▶ Brief
Copy out the lines below word for word, starting at the line that contains "Outline every instance of the fountain" and ending with the line that contains "10 120 L 14".

--- Begin Task material ---

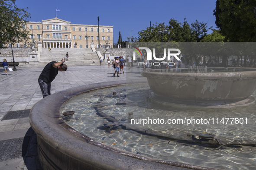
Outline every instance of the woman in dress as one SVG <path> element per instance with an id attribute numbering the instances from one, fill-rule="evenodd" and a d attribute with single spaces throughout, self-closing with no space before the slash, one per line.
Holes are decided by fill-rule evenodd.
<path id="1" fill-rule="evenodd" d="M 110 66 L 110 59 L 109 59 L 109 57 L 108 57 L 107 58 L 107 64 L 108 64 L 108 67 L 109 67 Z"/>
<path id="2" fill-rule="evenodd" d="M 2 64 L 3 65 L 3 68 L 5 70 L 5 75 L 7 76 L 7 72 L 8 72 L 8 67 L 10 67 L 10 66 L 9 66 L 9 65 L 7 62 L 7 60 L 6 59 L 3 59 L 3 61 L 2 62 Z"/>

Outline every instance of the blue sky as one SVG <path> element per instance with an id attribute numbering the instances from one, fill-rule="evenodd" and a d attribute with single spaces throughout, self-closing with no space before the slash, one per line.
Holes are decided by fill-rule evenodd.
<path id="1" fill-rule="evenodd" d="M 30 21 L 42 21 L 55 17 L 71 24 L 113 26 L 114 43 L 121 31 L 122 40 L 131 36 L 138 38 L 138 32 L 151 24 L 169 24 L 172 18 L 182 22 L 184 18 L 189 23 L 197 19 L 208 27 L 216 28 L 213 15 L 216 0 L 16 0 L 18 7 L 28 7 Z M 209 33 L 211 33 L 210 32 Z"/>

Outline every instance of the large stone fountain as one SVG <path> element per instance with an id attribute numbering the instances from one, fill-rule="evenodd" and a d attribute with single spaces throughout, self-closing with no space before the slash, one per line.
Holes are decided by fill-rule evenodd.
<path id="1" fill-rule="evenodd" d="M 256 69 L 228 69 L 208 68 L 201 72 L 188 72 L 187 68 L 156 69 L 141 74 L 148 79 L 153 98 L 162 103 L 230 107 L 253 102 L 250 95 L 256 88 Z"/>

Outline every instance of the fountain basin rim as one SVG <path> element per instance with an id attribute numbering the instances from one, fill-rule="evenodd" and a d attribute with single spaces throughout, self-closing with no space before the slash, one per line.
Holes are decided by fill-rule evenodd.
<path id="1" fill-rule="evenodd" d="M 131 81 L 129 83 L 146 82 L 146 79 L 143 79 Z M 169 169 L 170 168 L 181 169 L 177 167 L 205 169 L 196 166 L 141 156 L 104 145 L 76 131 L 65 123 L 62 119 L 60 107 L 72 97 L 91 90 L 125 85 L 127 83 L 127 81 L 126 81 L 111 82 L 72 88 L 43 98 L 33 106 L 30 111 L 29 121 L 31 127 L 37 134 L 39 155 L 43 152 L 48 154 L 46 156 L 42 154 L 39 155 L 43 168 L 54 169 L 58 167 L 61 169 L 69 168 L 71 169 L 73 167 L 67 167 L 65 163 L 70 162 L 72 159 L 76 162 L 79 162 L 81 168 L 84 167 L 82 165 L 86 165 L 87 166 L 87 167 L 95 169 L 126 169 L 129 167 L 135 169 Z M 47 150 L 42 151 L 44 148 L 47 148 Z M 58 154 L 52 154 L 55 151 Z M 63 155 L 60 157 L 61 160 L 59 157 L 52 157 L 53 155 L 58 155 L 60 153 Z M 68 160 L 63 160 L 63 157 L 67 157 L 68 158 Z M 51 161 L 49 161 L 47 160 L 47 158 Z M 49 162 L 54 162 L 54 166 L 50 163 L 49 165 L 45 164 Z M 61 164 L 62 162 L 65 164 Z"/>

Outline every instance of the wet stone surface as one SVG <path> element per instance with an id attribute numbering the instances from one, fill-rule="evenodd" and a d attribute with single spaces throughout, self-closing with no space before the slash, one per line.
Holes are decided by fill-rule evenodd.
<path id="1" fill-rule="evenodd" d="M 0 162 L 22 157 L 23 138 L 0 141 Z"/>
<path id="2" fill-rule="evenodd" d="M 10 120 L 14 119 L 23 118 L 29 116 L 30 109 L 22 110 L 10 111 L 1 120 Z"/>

--- End Task material ---
--- Begin Task material ---

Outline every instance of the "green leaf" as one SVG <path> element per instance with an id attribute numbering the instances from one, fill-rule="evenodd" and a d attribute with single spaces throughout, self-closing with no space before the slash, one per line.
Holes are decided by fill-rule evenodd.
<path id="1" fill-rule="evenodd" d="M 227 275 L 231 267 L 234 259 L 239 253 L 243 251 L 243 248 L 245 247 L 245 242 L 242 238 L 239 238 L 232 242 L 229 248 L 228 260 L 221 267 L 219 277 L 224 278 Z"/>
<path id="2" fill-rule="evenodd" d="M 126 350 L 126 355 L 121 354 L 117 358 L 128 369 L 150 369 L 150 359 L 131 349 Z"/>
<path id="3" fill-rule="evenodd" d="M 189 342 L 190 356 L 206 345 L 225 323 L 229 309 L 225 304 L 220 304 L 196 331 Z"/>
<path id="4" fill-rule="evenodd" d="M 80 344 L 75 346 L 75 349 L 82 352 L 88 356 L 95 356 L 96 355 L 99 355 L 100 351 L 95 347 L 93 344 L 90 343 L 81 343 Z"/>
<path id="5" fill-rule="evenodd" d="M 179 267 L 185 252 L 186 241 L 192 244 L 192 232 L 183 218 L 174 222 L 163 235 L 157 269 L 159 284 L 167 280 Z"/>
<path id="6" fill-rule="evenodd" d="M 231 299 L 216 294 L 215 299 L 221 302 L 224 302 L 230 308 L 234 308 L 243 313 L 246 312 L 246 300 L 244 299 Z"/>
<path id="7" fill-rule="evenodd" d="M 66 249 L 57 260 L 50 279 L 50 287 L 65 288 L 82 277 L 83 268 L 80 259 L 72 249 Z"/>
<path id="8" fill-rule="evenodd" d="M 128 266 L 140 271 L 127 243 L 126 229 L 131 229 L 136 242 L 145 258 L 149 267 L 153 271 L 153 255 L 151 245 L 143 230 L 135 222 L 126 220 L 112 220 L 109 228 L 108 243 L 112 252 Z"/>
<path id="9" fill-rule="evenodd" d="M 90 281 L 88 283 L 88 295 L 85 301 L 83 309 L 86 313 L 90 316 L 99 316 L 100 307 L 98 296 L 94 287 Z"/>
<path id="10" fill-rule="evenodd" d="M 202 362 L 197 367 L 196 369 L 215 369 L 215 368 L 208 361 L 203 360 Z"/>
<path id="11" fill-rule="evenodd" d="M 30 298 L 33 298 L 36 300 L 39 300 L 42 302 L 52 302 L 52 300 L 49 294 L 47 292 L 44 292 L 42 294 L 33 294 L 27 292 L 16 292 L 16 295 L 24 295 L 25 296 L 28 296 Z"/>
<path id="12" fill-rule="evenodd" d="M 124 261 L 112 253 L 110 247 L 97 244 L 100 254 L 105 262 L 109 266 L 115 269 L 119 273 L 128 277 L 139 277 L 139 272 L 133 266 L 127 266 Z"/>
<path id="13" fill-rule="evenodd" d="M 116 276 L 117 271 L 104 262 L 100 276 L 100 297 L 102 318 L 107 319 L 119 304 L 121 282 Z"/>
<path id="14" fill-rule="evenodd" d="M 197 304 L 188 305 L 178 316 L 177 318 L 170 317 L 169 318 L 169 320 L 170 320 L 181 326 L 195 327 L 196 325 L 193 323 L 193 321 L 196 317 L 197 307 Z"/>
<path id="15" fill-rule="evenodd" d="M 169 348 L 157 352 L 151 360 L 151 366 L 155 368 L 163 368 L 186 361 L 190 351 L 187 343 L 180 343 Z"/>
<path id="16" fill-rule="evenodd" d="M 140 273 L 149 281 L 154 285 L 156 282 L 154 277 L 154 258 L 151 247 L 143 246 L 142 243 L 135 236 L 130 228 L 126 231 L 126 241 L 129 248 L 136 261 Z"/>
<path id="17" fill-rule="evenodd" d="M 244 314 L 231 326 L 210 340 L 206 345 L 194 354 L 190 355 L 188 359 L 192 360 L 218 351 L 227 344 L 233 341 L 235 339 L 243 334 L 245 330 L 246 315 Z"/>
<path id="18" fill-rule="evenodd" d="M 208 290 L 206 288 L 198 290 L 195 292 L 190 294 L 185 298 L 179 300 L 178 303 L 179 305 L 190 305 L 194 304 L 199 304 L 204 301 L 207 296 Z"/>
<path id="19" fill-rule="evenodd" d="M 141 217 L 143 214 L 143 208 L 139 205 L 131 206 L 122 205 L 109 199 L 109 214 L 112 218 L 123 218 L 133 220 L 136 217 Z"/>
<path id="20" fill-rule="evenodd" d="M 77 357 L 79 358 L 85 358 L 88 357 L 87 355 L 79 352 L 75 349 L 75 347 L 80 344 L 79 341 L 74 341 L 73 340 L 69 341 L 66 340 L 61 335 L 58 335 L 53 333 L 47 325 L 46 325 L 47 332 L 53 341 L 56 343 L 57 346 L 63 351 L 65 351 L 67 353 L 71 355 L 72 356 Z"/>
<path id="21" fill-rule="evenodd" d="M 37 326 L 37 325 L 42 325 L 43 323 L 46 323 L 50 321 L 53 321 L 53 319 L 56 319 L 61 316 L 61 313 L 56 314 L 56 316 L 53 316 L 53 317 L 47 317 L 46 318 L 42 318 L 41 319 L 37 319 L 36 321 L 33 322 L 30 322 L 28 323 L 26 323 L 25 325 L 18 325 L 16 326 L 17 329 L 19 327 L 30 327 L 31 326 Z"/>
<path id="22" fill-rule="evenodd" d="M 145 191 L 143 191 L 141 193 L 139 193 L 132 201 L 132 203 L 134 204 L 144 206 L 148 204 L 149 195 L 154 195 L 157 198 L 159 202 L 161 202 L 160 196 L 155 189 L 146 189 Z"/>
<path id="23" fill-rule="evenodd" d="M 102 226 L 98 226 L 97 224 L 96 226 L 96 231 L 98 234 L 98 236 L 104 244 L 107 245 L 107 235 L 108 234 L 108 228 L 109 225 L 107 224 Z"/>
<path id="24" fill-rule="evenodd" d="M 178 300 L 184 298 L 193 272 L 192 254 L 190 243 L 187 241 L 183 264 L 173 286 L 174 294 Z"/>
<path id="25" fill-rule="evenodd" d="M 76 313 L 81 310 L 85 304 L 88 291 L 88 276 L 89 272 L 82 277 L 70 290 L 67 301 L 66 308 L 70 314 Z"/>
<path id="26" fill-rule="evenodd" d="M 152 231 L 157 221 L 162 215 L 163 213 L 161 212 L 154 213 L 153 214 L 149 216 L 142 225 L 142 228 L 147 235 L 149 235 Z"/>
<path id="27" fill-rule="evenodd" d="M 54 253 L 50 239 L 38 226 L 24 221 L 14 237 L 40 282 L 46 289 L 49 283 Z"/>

--- End Task material ---
--- Begin Task material ---

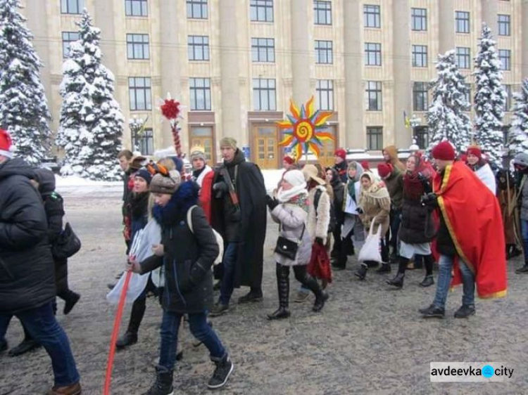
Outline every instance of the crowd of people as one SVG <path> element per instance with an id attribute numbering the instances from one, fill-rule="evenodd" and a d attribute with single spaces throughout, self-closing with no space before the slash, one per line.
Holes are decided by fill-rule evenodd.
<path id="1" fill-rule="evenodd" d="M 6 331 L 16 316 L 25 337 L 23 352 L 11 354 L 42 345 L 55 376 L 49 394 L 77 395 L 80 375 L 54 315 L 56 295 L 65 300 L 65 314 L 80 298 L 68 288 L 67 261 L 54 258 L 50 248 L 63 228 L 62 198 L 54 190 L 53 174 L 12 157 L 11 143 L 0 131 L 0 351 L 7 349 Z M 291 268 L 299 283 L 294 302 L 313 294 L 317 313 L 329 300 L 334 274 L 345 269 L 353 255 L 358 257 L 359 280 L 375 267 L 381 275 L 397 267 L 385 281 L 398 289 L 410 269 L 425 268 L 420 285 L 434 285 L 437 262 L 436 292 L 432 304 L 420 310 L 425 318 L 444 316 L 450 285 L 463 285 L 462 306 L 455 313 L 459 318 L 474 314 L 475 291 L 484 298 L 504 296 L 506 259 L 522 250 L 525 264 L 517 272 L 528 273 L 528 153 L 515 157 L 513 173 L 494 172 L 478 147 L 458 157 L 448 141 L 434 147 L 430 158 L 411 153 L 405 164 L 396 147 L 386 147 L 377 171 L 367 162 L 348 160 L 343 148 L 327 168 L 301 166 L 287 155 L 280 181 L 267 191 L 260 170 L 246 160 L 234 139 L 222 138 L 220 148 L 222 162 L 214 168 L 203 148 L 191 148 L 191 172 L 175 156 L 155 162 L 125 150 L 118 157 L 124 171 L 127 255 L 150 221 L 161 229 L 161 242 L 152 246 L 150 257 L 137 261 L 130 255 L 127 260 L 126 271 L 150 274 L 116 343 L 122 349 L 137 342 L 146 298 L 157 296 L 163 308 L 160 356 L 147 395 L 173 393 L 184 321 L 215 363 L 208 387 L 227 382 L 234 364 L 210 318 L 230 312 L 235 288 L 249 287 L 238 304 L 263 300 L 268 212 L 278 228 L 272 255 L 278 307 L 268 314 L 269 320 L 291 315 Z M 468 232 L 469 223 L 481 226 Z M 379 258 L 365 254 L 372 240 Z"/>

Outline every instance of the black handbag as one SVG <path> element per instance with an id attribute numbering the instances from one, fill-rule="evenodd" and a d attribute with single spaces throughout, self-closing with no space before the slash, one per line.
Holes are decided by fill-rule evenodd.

--- End Task material ---

▶ Finished task
Outline every instance of the fountain basin rim as one SVG <path> element per instance with an id attribute numbering the instances from one, fill-rule="evenodd" and a d attribute with single spaces throughout, self-closing with no space before the slash, one per line.
Holes are decided by fill-rule evenodd.
<path id="1" fill-rule="evenodd" d="M 131 81 L 129 83 L 146 82 L 146 79 L 143 79 Z M 169 169 L 170 168 L 181 169 L 177 167 L 205 169 L 196 166 L 141 156 L 104 145 L 76 131 L 65 123 L 62 119 L 60 107 L 72 97 L 91 90 L 125 85 L 127 83 L 127 81 L 126 81 L 111 82 L 72 88 L 43 98 L 33 106 L 30 111 L 29 121 L 31 127 L 37 134 L 39 155 L 43 152 L 48 154 L 46 156 L 42 154 L 39 155 L 43 168 L 54 169 L 58 167 L 61 169 L 69 168 L 71 169 L 73 167 L 67 167 L 65 163 L 70 162 L 72 159 L 76 162 L 79 162 L 81 168 L 84 167 L 82 165 L 86 165 L 87 166 L 87 167 L 95 169 L 126 169 L 129 167 L 135 169 Z M 47 150 L 42 151 L 44 148 L 47 148 Z M 58 154 L 52 154 L 55 151 Z M 63 155 L 60 157 L 61 160 L 59 157 L 52 157 L 53 155 L 58 155 L 60 153 Z M 68 160 L 63 160 L 63 157 L 67 157 L 68 158 Z M 51 161 L 49 161 L 47 160 L 47 158 Z M 49 162 L 54 162 L 54 166 L 50 163 L 49 165 L 45 164 Z M 61 164 L 62 162 L 65 164 Z"/>

Outline every instance of the wet stone surface as one SVG <path> element per instance with an id attribute numbering the instances from one, fill-rule="evenodd" and a d attribute with single spaces throughout, self-closing with no space before the slash, one per line.
Holes are decided by fill-rule evenodd.
<path id="1" fill-rule="evenodd" d="M 0 162 L 22 157 L 23 138 L 0 141 Z"/>
<path id="2" fill-rule="evenodd" d="M 10 120 L 14 119 L 23 118 L 29 116 L 30 109 L 22 110 L 10 111 L 1 120 Z"/>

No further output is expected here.